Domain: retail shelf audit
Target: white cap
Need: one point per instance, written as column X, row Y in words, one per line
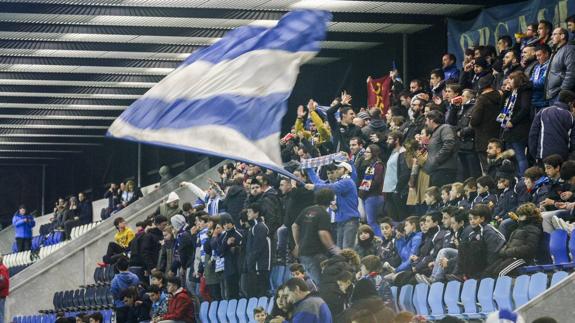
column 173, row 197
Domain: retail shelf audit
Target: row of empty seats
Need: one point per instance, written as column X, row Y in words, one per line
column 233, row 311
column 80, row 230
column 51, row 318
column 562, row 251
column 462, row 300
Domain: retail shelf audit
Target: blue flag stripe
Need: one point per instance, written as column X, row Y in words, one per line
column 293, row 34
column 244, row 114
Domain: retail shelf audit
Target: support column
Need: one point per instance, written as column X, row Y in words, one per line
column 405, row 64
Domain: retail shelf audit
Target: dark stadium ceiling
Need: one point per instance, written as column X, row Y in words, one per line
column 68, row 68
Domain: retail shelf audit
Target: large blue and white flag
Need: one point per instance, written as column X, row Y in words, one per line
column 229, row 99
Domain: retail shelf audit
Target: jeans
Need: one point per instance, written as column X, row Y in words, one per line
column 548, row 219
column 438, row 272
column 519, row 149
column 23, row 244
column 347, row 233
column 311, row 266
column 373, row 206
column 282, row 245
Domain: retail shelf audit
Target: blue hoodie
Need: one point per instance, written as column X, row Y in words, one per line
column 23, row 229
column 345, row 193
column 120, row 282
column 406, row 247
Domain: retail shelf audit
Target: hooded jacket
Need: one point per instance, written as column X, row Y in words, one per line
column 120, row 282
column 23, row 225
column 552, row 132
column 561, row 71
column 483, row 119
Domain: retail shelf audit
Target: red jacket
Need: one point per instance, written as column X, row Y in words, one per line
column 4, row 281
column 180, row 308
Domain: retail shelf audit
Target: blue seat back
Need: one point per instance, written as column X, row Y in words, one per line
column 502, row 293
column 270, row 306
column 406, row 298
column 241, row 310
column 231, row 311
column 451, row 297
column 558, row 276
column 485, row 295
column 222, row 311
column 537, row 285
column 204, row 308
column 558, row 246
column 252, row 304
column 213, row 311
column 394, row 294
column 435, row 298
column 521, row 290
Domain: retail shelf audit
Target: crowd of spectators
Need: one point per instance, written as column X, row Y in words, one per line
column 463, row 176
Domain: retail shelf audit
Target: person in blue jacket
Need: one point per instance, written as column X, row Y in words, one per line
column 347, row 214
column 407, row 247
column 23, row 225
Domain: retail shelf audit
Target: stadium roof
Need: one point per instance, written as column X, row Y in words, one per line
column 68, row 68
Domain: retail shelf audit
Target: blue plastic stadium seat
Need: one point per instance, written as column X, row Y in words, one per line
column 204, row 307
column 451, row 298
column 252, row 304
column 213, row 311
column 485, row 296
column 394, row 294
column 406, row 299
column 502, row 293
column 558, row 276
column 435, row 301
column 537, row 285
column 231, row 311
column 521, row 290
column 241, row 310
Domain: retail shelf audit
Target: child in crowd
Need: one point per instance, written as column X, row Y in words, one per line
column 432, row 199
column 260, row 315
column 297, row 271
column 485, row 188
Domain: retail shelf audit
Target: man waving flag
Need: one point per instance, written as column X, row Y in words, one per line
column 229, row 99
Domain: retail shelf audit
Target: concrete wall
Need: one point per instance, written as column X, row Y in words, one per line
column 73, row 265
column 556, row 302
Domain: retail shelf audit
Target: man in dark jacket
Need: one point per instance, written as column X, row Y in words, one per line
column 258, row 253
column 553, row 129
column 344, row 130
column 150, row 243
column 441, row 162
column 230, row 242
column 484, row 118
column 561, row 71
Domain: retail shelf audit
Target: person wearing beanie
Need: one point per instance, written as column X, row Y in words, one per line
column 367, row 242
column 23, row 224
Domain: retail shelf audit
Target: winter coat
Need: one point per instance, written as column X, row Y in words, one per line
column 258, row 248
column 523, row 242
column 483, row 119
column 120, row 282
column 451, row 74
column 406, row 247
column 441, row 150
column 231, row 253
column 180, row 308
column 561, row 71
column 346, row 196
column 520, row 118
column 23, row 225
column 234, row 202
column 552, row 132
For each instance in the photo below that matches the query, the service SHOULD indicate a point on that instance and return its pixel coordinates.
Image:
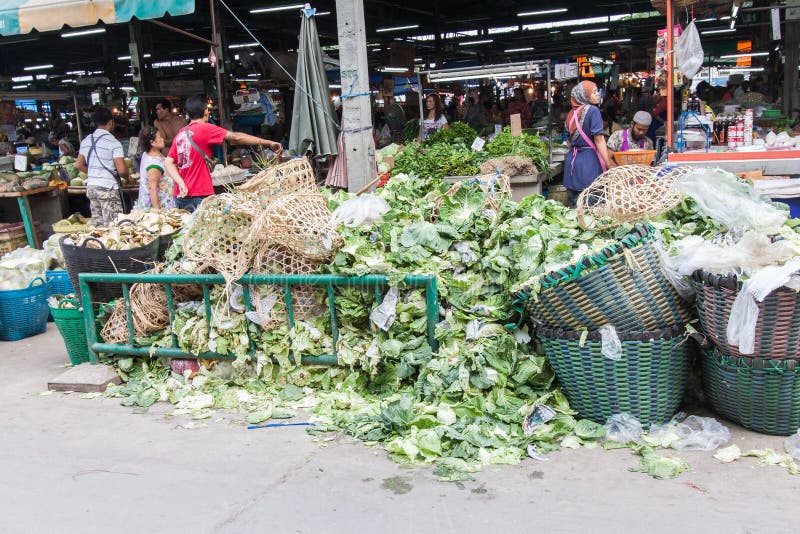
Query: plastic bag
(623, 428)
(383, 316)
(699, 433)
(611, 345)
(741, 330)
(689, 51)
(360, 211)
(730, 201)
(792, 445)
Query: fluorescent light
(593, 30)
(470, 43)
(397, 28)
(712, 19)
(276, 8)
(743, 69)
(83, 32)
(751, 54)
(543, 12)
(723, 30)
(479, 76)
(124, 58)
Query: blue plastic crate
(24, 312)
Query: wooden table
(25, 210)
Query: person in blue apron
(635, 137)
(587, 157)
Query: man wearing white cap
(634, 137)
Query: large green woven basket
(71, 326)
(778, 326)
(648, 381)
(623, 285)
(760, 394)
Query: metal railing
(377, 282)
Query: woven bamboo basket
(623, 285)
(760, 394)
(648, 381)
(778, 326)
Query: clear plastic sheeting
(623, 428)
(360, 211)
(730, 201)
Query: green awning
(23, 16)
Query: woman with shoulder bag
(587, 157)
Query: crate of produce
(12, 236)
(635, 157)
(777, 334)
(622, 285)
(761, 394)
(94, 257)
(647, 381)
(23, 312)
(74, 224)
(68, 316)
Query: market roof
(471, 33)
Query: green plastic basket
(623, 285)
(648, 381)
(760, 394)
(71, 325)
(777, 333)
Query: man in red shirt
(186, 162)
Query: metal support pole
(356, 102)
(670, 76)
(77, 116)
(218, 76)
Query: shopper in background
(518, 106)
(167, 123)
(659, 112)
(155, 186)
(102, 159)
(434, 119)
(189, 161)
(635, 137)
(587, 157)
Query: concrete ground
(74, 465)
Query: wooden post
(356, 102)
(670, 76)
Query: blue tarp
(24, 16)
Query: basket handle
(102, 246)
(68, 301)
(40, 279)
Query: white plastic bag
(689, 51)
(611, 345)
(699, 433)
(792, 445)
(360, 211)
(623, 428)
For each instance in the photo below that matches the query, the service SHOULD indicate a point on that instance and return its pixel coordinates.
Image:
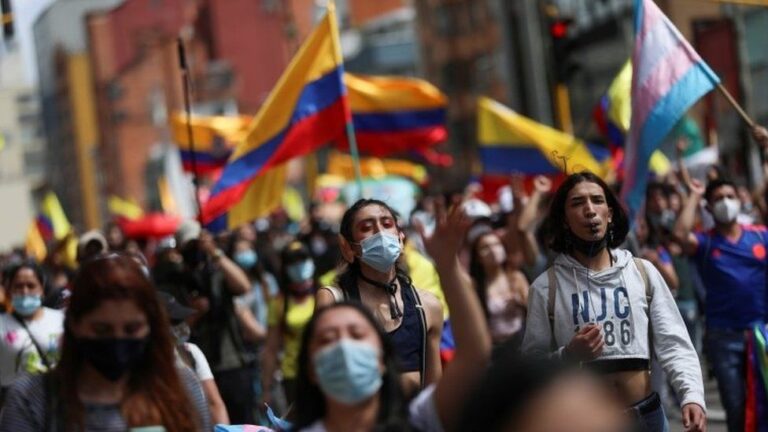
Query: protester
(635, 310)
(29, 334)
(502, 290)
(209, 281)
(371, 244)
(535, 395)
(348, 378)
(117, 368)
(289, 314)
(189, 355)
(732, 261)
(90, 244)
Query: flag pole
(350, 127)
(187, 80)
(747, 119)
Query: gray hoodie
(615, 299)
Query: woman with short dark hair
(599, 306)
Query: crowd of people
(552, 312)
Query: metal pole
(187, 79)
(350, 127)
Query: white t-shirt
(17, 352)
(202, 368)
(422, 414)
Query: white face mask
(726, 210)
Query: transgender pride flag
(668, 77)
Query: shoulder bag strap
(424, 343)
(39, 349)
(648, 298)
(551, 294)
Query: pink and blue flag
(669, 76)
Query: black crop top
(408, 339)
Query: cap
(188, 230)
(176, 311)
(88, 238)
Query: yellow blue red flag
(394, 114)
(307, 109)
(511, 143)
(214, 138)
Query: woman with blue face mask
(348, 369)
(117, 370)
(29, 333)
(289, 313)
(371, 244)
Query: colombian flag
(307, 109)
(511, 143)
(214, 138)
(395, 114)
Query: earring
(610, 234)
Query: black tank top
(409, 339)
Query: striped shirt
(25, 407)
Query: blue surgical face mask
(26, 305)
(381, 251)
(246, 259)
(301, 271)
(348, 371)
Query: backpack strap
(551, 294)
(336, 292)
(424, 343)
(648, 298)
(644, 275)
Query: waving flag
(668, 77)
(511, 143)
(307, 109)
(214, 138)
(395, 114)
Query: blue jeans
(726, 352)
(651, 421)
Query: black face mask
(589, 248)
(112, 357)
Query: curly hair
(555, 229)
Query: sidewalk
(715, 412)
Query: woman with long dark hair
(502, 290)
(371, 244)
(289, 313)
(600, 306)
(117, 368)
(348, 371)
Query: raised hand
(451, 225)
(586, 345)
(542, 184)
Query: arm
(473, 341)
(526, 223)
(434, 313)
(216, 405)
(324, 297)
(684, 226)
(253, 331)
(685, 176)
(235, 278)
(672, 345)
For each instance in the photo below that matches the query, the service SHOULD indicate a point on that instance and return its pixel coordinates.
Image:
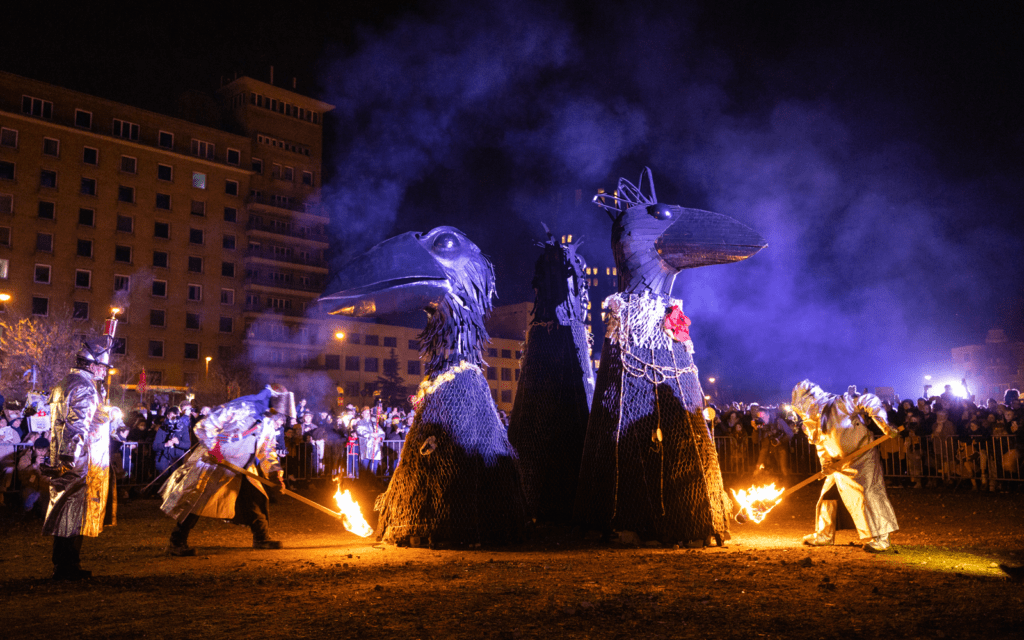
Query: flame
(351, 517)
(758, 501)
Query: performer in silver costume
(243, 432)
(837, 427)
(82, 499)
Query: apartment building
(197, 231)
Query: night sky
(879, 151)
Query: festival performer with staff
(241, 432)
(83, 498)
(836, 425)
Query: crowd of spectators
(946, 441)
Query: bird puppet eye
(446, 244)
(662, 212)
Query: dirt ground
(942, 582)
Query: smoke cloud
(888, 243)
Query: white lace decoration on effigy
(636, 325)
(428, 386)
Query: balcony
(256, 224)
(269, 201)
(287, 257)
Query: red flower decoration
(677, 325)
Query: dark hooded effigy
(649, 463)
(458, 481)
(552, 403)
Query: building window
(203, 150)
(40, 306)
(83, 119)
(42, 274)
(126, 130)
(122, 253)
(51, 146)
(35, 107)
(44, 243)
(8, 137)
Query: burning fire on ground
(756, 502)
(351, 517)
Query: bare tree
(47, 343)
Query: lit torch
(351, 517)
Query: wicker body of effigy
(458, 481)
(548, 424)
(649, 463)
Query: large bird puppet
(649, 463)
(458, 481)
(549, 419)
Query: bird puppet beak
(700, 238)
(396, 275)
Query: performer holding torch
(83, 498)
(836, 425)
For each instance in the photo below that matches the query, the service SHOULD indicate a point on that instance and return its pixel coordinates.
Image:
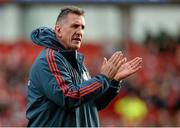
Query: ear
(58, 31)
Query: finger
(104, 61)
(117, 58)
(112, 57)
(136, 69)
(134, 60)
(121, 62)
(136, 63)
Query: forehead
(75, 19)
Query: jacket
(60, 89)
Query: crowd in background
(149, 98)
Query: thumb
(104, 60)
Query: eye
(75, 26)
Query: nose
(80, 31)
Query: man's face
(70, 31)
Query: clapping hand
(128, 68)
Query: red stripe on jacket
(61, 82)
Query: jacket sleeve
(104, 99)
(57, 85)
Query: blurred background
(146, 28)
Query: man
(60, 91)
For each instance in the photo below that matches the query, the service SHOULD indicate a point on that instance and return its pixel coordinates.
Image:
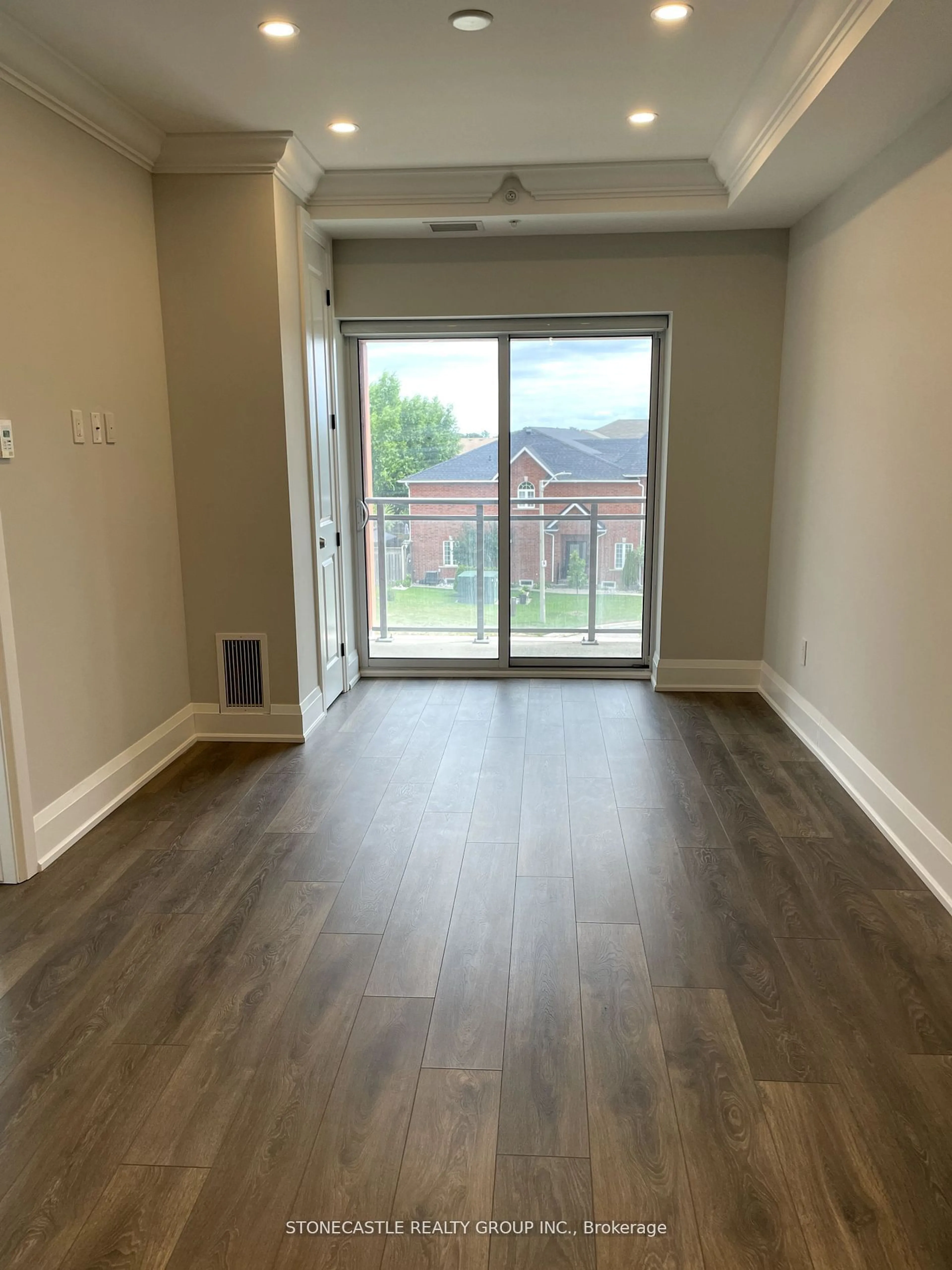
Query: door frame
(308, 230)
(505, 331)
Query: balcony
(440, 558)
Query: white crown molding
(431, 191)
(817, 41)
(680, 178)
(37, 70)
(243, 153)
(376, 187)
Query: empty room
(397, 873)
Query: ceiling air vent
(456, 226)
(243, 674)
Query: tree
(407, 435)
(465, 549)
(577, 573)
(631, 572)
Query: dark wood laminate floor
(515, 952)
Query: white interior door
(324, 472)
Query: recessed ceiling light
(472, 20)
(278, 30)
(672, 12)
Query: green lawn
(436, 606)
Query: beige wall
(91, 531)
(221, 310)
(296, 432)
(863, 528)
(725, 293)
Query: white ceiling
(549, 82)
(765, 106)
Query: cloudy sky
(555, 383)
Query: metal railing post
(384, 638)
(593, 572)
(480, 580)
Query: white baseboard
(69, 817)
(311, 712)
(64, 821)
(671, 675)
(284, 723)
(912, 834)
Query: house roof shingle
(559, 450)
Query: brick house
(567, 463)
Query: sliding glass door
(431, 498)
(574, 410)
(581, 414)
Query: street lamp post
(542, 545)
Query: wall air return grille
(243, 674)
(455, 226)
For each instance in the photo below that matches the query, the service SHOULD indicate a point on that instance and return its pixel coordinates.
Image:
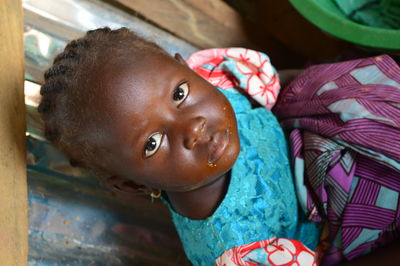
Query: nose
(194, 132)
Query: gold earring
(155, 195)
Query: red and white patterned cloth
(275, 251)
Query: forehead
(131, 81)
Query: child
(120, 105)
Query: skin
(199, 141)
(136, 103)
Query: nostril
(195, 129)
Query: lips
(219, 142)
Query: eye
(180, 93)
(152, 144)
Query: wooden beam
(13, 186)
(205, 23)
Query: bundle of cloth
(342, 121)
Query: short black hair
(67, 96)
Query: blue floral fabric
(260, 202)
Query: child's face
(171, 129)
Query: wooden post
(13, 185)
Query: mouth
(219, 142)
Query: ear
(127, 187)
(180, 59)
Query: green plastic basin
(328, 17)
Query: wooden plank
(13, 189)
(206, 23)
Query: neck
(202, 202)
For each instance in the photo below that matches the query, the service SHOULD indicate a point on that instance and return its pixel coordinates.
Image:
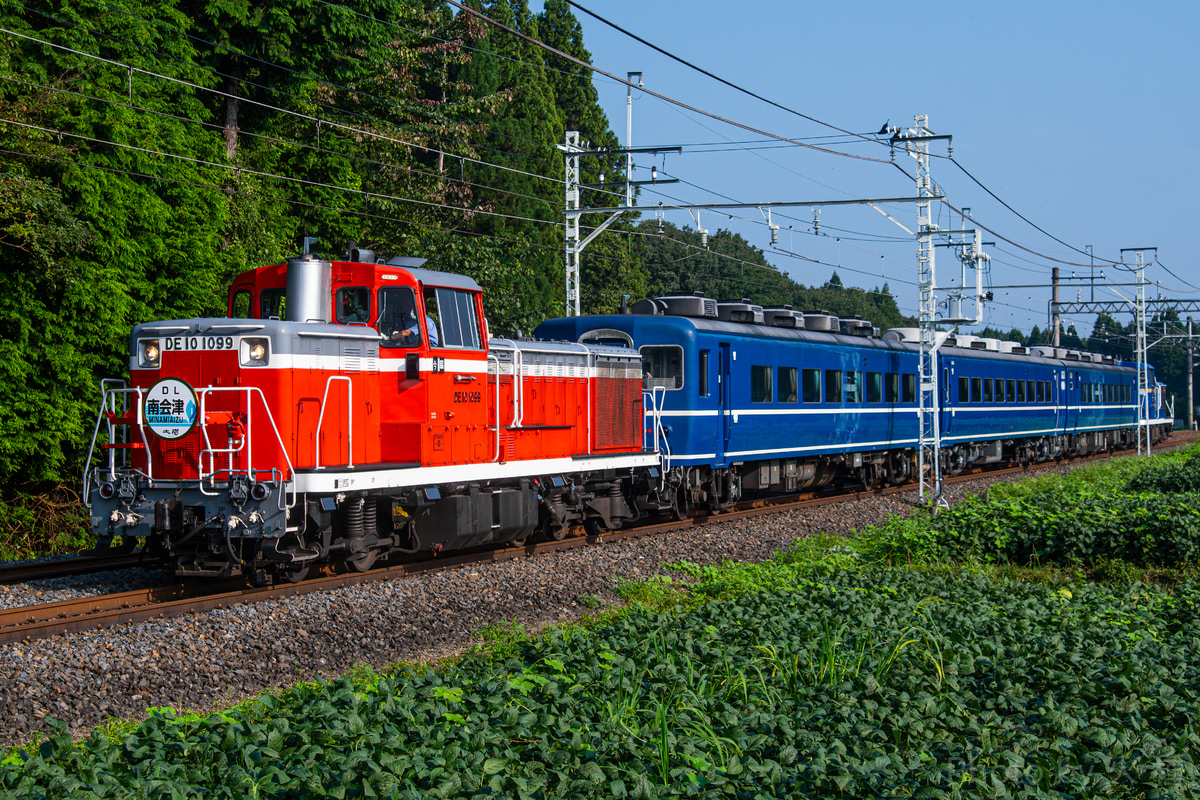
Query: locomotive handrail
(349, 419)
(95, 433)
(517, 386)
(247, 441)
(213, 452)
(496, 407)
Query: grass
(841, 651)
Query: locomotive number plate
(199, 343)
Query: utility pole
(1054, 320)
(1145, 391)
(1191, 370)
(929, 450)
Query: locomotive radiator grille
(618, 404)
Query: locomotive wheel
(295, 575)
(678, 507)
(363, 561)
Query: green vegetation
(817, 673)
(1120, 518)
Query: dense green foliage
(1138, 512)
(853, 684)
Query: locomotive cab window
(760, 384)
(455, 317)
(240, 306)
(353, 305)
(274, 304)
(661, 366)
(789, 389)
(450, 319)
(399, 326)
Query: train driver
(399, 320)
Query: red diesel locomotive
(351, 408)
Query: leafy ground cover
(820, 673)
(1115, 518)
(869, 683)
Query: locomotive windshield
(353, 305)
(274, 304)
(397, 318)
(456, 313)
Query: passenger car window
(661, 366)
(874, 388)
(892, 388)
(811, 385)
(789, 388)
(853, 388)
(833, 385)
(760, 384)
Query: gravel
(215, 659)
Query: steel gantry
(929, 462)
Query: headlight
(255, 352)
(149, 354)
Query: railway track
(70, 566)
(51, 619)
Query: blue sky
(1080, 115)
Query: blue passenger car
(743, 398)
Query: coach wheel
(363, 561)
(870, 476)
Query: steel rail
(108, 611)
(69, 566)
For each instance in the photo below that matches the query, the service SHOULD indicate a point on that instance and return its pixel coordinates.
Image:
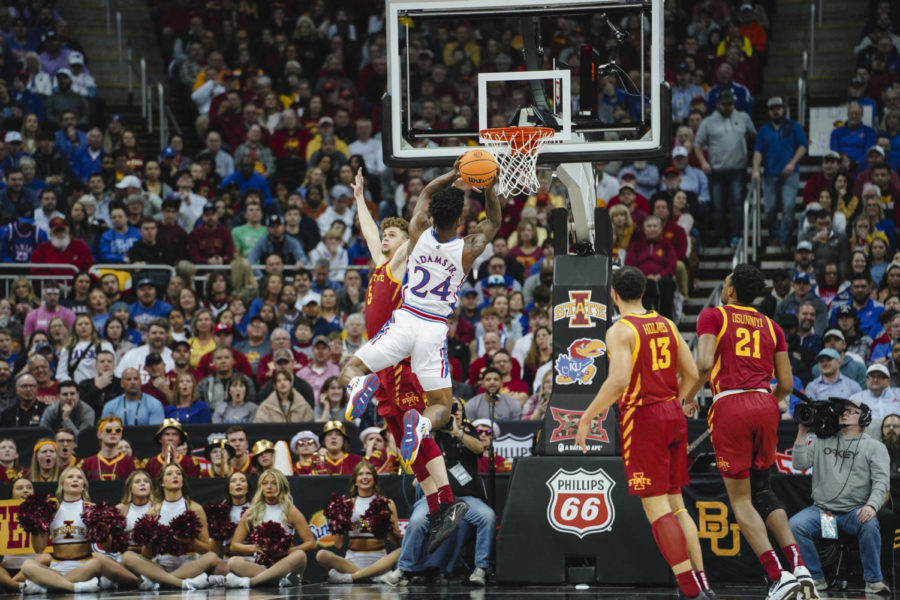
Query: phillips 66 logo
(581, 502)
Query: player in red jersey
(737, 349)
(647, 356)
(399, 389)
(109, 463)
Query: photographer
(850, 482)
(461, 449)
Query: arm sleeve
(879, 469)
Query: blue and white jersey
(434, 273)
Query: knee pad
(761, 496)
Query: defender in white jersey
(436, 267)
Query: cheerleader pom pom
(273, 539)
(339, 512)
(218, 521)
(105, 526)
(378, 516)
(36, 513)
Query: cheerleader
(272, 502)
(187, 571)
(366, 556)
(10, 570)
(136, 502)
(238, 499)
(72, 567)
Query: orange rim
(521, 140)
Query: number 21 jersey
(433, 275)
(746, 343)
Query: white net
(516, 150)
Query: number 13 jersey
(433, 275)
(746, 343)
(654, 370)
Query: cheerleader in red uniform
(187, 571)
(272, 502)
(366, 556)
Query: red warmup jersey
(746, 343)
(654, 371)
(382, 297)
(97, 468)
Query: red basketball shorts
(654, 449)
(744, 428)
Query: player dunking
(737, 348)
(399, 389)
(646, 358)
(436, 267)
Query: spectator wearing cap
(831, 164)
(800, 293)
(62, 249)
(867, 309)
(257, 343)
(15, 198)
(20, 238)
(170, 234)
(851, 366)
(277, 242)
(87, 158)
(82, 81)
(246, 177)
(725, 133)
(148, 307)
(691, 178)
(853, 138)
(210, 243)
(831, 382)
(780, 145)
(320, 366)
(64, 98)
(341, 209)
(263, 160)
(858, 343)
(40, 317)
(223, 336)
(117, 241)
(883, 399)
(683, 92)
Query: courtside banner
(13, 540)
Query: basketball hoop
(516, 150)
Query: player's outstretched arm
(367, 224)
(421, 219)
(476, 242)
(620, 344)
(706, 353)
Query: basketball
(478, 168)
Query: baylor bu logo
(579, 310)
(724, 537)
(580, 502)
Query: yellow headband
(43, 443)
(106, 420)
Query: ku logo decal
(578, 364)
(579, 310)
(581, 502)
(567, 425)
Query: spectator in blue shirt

---

__Given problem__.
Lay out everything from the start of the data down to the line containing "column 462, row 300" as a Markdown table with the columns Row and Text. Give each line a numbered row, skip blank lines, and leave the pictures out.

__Response below__.
| Row | Text |
|---|---|
| 1 | Domain: retail shelf audit |
| 2 | Target: white cap |
| 3 | Need: one point per instance, written as column X, row Y in words, one per line |
| 4 | column 173, row 197 |
| 5 | Domain: retail shelf audit |
| 6 | Target: row of empty seats |
| 7 | Need: one point per instance, written as column X, row Y in words, one per line |
| 8 | column 233, row 311 |
| 9 | column 80, row 230 |
| 10 | column 51, row 318 |
| 11 | column 562, row 251 |
| 12 | column 462, row 300 |